> **Page extract**
To the west of Mount Dolkun-Muztag, in a northward curving arc there line up 6849 Peak (Muztag-Ata Southern, the unmarked eastern summit is 6858 on the map), Koskulak (7,028 m), Muztag-Ata (7,546 m), and North Muztag-Ata or Kuksai Peak (7,184 m). The southern shoulder of Muztag-Ata is indicated on maps as Kalaxong Peak (7,279 m). The foothills of the western spurs of these mountains are deserted.
The southern section of the Kongurmuztag Range, west of the Tegermensu Valley, is of great interest to mountain hikers and climbers. Routes to the peaks here are very different – from technically simple ones to the seven-thousanders on their western slopes, to the most difficult wall routes. From the cirques of the Koksel glacier only one route to the big peaks has been laid so far – the route of D. Mazur to Muztagh-Ata along the eastern ridge (2000). The two-kilometer steep walls and ribs of peaks 6858, Koskulak and Muztagh-Ata, which break to the Koksel glacier, are still waiting for their conquerors.
Of great interest are also the glacier-cutting northern walls of the gentle western ridges of Koskulak (7,028 m) and peak 6849. On these walls only two routes have been laid so far and both to Koskulak – the Volkov route along the northern ridge (2005) and the B. Shamalo route (2005) along the northern wall. The steep northern wall of Peak 6849, which is more than 1,5 km long, remains a virgin.

> **Requirement A**
Please switch "red helmet" to "white helmet" in the records, starting with the line with "[trace] red helmet -> outlines" and going on through the line with "[[247,24],[247,17],[245,14],[239,14],[236,25],[245,26]]", and give back those lines with everything else unchanged.

> **Data entries**
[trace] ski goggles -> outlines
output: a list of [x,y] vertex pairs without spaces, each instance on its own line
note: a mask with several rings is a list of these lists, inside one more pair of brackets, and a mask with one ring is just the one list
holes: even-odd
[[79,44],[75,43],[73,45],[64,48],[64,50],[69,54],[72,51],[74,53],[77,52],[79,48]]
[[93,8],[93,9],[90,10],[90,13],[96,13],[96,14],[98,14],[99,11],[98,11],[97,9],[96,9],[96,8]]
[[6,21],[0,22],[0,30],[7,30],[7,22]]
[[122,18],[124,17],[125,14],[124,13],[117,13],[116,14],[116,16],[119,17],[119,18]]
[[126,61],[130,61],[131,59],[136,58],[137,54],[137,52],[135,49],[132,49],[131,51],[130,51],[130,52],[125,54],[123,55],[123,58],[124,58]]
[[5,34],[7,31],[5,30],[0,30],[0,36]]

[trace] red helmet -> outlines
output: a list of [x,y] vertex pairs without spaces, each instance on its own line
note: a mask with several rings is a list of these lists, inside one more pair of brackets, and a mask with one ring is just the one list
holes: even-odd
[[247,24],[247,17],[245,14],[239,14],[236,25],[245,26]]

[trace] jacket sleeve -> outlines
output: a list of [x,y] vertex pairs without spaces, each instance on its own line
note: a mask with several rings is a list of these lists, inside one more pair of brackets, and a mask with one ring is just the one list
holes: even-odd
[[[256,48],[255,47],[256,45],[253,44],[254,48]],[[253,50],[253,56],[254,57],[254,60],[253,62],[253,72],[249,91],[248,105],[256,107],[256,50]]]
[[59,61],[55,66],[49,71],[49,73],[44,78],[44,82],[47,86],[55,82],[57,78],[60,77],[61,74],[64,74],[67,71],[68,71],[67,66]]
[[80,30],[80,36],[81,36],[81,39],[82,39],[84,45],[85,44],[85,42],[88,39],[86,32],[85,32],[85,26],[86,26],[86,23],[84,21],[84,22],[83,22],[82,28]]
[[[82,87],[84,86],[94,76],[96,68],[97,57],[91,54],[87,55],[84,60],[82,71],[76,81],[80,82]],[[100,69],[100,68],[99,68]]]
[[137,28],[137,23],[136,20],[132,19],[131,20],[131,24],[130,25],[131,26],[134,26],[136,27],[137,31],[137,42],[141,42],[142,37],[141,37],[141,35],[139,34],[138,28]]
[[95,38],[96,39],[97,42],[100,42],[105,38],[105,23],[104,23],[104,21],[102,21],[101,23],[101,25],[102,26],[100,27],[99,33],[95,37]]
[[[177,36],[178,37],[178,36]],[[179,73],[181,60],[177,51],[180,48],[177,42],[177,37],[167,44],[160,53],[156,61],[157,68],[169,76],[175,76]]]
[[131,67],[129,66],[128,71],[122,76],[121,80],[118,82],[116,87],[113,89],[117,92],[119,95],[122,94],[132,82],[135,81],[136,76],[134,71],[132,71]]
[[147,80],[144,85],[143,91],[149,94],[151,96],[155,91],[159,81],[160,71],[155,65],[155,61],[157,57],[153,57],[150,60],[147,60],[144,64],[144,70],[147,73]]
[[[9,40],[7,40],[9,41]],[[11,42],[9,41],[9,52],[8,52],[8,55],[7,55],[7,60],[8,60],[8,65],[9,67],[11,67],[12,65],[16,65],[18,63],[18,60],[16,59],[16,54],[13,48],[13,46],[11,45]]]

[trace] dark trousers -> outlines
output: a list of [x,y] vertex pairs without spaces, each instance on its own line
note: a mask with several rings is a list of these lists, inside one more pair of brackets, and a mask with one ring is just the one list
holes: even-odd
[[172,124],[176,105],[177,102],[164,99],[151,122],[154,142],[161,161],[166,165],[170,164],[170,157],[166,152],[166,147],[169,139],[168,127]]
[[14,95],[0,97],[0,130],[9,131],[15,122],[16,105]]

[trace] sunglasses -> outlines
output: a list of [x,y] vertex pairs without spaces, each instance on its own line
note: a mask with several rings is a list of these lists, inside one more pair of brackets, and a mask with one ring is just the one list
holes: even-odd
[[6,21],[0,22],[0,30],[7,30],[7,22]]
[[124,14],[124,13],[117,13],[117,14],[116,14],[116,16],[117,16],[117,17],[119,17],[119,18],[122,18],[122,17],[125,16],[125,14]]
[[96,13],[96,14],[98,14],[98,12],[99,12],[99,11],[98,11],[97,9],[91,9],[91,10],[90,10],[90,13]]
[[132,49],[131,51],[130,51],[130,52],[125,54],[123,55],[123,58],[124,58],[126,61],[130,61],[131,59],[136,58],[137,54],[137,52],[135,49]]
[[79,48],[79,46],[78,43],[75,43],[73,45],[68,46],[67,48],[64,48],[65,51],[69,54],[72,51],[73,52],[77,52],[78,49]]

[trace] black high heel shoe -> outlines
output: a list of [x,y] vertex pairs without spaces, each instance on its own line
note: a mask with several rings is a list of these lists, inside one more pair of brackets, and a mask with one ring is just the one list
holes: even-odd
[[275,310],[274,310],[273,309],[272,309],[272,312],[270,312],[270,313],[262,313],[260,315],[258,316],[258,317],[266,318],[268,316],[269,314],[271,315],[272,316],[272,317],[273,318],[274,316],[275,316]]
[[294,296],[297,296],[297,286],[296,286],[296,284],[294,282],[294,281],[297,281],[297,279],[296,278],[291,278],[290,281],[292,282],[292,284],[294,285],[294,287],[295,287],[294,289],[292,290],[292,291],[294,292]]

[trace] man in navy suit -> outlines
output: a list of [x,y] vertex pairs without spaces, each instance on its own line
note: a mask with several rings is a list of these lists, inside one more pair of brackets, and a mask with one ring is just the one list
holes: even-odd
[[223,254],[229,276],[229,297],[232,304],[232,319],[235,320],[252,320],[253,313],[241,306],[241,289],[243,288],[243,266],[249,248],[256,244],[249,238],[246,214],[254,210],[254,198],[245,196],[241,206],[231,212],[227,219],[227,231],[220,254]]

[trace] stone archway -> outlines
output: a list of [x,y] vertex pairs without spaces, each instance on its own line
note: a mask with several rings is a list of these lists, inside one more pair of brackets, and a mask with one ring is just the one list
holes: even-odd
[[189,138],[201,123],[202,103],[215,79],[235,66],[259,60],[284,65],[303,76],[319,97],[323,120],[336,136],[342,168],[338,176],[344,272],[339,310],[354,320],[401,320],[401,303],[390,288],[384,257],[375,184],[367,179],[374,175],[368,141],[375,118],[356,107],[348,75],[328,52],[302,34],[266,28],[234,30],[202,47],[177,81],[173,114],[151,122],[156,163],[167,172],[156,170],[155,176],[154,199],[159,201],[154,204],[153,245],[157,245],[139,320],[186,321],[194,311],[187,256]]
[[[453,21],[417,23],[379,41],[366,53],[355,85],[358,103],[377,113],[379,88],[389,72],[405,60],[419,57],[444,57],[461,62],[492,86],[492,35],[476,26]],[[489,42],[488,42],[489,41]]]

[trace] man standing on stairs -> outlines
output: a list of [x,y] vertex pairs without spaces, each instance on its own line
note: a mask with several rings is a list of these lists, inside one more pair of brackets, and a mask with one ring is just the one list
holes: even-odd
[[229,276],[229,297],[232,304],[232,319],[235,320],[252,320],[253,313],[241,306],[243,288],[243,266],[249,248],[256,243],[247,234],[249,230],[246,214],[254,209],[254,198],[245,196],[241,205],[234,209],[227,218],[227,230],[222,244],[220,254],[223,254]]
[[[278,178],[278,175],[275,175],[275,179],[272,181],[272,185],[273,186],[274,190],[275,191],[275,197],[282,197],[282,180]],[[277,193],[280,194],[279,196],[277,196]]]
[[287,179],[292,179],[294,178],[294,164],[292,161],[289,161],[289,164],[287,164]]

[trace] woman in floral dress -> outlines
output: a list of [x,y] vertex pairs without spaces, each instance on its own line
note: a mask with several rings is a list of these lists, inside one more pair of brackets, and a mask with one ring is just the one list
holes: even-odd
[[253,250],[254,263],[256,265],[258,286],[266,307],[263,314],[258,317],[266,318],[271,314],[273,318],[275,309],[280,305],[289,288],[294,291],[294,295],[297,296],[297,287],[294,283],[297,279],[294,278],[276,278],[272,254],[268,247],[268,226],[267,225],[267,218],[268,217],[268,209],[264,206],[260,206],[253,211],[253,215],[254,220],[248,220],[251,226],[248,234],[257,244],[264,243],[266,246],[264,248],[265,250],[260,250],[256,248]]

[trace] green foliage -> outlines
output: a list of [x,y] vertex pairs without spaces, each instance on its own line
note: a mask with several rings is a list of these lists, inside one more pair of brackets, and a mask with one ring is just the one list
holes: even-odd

> **Requirement B**
Please copy word for word from the text on the Muztag-Ata peaks, starting with "Of great interest are" and going on through "remains a virgin.".

> **Exercise output A**
[trace] white helmet -> outlines
output: a list of [x,y] vertex pairs without spaces, each instance on its own line
note: a mask with several rings is a list of these lists, inside one more pair of brackets, and a mask with one ring is just the one list
holes: even-odd
[[247,24],[247,17],[245,14],[239,14],[236,25],[245,26]]

> **Exercise output B**
Of great interest are also the glacier-cutting northern walls of the gentle western ridges of Koskulak (7,028 m) and peak 6849. On these walls only two routes have been laid so far and both to Koskulak – the Volkov route along the northern ridge (2005) and the B. Shamalo route (2005) along the northern wall. The steep northern wall of Peak 6849, which is more than 1,5 km long, remains a virgin.